> THE DATA:
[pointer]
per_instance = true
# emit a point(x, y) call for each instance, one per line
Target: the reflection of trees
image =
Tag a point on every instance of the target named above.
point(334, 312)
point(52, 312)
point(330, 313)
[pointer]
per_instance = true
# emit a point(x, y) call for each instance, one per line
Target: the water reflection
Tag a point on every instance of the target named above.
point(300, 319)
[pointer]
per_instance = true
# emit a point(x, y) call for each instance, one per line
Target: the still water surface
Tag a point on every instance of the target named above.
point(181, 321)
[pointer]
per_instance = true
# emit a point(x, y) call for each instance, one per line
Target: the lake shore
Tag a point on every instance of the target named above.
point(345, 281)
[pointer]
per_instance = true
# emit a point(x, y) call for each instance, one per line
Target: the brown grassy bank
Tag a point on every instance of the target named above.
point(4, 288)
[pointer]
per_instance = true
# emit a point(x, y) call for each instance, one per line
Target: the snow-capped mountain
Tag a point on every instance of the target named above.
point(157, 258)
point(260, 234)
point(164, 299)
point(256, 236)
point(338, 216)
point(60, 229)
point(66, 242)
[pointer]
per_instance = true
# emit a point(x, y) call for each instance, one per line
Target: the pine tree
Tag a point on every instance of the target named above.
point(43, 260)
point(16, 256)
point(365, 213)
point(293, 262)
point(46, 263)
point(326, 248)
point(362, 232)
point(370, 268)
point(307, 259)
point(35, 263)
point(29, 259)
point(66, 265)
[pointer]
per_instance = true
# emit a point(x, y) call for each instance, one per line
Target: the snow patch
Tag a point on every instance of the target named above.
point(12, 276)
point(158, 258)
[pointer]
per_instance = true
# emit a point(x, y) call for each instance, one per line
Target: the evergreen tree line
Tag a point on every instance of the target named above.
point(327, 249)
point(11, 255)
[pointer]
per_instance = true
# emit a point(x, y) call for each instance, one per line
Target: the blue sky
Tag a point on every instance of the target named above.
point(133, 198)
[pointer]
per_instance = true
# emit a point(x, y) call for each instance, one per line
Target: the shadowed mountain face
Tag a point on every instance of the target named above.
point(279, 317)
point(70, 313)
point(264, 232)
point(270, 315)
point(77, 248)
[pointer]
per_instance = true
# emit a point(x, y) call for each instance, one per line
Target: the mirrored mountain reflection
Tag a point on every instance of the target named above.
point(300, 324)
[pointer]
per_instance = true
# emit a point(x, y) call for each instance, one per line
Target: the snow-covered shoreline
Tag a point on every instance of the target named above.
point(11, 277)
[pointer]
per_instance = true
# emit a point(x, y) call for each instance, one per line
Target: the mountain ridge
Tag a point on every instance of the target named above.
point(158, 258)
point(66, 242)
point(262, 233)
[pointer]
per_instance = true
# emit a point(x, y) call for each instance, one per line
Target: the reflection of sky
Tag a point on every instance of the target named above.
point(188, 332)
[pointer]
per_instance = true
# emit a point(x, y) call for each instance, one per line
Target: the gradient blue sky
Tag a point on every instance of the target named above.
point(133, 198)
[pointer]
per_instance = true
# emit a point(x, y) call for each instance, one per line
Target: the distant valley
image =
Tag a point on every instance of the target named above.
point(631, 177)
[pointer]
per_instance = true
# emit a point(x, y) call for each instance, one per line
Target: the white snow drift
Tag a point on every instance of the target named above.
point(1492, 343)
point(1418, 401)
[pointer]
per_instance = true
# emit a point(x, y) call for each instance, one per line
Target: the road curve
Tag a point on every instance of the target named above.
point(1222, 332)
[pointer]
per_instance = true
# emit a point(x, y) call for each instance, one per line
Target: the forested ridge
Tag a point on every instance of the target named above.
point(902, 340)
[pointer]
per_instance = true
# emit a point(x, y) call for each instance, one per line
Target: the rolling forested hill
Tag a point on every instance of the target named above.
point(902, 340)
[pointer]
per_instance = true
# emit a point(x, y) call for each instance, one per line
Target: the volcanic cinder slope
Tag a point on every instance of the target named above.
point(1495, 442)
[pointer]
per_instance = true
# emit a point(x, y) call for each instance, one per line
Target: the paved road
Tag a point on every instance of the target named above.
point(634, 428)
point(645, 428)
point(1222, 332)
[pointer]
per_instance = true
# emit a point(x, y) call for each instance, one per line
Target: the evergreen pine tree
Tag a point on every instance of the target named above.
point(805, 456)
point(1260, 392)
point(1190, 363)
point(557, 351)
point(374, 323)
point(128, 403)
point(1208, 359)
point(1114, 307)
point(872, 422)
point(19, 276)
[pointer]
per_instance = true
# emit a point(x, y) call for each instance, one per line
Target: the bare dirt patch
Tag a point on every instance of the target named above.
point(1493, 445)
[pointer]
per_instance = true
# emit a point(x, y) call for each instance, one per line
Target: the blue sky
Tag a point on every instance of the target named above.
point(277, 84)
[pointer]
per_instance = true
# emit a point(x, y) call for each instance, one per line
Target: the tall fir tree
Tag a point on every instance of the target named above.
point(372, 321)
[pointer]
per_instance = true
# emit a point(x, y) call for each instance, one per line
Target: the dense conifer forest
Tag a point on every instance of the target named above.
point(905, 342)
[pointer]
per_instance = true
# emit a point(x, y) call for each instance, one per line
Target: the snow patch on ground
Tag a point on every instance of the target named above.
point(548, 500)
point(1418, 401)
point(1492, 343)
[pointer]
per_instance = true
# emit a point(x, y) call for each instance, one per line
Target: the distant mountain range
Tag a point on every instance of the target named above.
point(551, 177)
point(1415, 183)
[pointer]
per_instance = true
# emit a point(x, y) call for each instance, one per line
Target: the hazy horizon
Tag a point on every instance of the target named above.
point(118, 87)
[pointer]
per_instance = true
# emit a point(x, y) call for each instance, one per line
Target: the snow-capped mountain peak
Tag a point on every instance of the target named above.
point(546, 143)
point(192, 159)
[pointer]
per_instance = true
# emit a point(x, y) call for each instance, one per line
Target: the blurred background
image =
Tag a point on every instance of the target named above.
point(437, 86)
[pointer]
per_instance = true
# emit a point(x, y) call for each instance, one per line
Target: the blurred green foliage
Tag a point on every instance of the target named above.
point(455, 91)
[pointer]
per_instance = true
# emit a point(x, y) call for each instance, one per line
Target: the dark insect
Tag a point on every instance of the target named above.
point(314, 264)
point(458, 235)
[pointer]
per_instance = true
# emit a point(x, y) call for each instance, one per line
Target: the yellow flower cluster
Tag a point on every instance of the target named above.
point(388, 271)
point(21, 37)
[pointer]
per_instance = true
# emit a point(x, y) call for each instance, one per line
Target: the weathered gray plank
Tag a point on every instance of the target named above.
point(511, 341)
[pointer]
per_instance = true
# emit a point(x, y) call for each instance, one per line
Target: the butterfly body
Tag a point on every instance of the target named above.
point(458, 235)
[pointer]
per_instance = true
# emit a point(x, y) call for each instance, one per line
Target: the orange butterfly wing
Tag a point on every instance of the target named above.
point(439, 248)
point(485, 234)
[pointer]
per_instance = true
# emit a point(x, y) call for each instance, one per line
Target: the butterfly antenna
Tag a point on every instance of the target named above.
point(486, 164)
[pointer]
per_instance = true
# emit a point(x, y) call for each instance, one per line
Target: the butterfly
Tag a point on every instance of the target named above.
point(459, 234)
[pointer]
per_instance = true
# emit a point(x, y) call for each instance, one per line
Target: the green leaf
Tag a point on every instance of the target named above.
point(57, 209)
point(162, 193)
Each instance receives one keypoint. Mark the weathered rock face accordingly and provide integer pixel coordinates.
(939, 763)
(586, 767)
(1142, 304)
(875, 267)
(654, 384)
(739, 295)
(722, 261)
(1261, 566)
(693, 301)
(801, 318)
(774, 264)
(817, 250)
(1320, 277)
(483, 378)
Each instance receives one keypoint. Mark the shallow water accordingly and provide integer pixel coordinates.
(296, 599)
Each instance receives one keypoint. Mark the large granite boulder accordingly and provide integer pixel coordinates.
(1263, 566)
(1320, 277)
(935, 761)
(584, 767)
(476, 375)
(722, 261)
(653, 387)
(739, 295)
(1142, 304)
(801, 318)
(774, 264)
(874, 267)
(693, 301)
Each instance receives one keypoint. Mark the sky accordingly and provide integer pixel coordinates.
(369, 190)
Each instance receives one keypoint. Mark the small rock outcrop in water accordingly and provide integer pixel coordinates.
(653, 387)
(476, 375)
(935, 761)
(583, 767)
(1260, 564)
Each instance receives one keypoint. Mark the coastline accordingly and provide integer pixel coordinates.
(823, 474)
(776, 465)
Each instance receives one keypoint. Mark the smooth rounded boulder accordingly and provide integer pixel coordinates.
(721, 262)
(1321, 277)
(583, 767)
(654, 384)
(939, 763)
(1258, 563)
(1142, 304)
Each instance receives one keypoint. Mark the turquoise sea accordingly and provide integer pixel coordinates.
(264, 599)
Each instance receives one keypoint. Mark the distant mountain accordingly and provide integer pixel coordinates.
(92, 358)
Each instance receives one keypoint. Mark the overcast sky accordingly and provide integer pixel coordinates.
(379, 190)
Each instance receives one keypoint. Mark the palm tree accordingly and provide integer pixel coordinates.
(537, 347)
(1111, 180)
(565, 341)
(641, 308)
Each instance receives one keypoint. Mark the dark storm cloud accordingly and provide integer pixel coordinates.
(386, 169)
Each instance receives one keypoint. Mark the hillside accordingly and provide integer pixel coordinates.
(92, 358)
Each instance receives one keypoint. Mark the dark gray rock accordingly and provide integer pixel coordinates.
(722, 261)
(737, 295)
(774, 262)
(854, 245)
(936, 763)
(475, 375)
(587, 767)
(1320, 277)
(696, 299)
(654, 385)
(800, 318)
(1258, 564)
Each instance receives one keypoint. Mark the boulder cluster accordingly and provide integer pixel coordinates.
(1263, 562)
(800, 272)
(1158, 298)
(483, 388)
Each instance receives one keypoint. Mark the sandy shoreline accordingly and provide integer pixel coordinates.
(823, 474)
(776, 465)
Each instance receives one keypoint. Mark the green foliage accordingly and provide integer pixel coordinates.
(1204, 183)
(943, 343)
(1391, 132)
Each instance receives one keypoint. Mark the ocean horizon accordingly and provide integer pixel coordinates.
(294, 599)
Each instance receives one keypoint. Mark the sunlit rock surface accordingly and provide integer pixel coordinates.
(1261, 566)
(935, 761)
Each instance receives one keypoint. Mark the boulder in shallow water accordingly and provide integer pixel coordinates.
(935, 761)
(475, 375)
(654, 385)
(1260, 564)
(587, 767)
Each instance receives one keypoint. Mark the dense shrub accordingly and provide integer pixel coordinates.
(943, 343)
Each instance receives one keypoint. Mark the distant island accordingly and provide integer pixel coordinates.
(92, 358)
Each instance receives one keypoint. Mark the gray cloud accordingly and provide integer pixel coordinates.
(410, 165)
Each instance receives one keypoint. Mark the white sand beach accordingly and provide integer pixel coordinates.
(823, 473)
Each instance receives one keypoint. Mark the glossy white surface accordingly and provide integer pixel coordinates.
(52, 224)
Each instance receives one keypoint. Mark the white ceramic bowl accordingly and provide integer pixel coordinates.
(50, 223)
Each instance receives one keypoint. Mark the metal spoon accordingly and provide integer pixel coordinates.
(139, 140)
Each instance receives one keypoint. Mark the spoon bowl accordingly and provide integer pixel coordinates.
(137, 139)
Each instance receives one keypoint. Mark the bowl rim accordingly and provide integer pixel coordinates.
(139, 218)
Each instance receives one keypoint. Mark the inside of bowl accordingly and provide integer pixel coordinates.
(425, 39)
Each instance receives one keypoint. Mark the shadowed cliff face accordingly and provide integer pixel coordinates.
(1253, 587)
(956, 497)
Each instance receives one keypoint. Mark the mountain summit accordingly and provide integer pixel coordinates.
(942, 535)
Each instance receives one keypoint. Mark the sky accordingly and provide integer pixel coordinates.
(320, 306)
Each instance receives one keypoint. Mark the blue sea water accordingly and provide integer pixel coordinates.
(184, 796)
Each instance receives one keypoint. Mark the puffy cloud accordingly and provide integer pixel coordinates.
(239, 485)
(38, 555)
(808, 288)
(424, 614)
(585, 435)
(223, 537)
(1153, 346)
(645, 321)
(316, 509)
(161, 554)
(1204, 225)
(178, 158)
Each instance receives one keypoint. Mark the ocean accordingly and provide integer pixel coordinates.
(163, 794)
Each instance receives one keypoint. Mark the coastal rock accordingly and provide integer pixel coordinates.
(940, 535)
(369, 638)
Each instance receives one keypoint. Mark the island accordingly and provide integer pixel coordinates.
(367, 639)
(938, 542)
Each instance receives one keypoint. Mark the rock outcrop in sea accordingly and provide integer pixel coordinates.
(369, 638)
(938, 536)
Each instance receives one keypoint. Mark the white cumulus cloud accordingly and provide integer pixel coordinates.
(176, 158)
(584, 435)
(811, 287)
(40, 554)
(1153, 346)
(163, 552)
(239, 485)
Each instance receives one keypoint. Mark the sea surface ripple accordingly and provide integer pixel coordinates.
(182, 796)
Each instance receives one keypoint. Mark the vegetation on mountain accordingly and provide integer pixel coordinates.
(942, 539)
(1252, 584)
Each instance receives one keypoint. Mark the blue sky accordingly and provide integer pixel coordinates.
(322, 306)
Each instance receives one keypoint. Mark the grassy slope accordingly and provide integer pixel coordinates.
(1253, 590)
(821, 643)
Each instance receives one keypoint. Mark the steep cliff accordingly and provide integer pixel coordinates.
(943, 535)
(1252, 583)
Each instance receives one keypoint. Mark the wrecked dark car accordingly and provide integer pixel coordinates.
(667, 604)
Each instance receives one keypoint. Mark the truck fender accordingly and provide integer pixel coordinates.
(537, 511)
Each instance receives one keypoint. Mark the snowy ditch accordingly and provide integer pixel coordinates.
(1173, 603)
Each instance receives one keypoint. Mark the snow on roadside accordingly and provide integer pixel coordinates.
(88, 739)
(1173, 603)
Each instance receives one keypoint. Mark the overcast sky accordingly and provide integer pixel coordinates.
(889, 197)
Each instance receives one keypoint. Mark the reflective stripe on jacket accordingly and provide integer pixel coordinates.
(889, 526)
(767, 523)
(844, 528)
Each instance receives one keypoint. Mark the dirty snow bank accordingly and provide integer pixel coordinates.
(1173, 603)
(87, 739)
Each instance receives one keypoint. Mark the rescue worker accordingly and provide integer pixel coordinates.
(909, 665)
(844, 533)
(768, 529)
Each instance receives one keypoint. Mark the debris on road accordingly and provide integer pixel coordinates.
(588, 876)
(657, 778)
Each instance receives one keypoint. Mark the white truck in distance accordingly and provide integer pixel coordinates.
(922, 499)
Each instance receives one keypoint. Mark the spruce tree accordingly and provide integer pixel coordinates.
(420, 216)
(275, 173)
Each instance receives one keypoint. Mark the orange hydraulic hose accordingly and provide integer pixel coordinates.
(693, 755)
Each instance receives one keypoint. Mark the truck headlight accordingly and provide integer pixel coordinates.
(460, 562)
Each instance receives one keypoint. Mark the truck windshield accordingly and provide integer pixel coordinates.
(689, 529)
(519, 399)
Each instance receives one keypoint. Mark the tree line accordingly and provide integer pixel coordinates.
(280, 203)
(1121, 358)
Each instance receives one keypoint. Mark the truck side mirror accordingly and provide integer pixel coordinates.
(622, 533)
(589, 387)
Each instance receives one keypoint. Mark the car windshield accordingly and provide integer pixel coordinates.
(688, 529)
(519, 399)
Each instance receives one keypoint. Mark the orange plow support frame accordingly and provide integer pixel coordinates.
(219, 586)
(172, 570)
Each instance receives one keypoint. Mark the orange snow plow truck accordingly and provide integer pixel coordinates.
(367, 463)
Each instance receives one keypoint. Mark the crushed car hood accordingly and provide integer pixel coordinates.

> WHAT TO PRODUCE:
Every line above that holds the word "butterfly" should be copied out.

> RESULT:
Target: the butterfly body
Target: the orange butterfly wing
Target: the butterfly antenna
Target: the butterfly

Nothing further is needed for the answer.